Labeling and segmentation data
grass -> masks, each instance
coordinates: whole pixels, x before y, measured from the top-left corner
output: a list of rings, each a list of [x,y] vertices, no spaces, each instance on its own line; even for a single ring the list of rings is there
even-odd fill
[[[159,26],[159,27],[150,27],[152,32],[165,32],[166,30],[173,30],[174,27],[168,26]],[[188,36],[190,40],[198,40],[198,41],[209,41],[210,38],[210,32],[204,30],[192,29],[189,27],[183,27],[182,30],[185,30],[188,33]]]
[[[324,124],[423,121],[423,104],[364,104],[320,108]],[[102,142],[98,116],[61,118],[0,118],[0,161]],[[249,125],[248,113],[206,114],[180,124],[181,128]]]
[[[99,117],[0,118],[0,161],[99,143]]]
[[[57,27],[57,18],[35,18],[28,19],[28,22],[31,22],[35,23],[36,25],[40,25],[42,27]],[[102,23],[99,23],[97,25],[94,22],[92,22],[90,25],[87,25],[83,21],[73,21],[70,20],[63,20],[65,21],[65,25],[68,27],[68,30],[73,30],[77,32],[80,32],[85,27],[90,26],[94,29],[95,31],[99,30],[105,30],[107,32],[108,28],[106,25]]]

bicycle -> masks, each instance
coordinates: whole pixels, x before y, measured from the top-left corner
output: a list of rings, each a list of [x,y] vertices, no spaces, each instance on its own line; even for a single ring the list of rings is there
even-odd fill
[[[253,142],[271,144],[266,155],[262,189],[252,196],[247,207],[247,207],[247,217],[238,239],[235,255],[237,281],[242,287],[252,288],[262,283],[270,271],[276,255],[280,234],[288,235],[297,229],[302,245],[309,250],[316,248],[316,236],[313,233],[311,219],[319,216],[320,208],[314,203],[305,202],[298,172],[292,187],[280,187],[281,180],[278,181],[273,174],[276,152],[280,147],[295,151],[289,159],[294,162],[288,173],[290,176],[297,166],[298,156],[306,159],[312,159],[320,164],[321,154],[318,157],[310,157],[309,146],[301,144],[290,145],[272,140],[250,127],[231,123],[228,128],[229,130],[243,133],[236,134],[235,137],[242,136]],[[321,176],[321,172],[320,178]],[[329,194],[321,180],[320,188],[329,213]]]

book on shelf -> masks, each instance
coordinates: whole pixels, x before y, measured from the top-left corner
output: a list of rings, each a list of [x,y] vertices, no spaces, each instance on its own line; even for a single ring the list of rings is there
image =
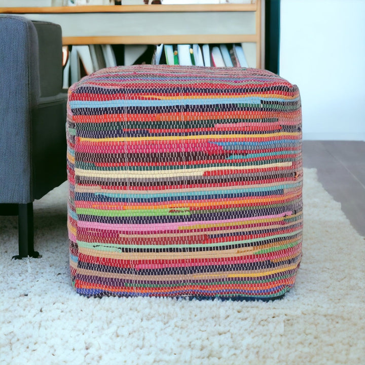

▶ _EXERCISE PROMPT_
Copy all of the data above character for character, leaving out the pictures.

▶ _RESULT_
grass -> masks, each instance
coordinates: whole pixels, x before y, measured from the top-left corner
output: a list of rings, each a list of [x,y] vertices, no spaces, each instance on its own line; even for a single ring the list of rings is there
even-odd fill
[[[159,26],[159,27],[150,27],[152,32],[165,32],[166,30],[173,30],[174,27],[168,26]],[[188,36],[190,40],[198,40],[198,41],[209,41],[210,38],[210,32],[204,30],[192,29],[189,27],[183,27],[182,30],[185,30],[188,33]]]
[[[324,124],[423,121],[423,104],[364,104],[320,108]],[[102,142],[98,116],[61,118],[0,118],[0,161]],[[249,125],[248,113],[206,114],[180,124],[181,128]]]
[[[99,117],[0,118],[0,161],[99,143]]]
[[[57,27],[57,18],[35,18],[28,19],[28,22],[31,22],[35,23],[36,25],[40,25],[42,27]],[[102,23],[99,23],[97,25],[94,22],[92,22],[90,25],[87,25],[83,21],[73,21],[70,20],[63,20],[65,21],[65,25],[68,27],[68,30],[73,30],[77,32],[80,32],[85,27],[90,26],[94,29],[95,31],[99,30],[105,30],[107,32],[108,28],[106,25]]]

bicycle -> masks, each instance
coordinates: whole pixels, x before y, measured from the top-left corner
output: a list of rings, each a list of [x,y] vertices, no spaces, each instance on its own line; even for a single ring the list of rings is there
even-odd fill
[[[253,142],[271,144],[266,155],[262,189],[252,196],[247,207],[247,207],[247,217],[238,239],[235,255],[237,281],[242,287],[252,288],[262,283],[270,271],[276,255],[280,234],[288,235],[297,229],[302,245],[309,250],[316,248],[316,236],[313,233],[311,219],[319,216],[320,208],[314,203],[305,202],[298,172],[292,187],[280,187],[281,180],[278,181],[273,174],[276,152],[280,147],[295,151],[289,159],[294,162],[288,173],[290,176],[297,166],[298,156],[306,159],[312,159],[320,164],[321,154],[318,157],[310,157],[309,146],[301,144],[290,145],[272,140],[250,127],[231,123],[228,128],[229,130],[243,133],[236,134],[235,137],[242,136]],[[321,176],[321,172],[320,178]],[[329,194],[321,180],[320,188],[329,213]]]

book on shelf -> masks, each instance
coordinates: whole pixels, x before y, measured from the top-left corner
output: a list of rings, each a list of [x,y] vertices, no spaces, each instance on its own line; even for a single ring the list of rings is there
image =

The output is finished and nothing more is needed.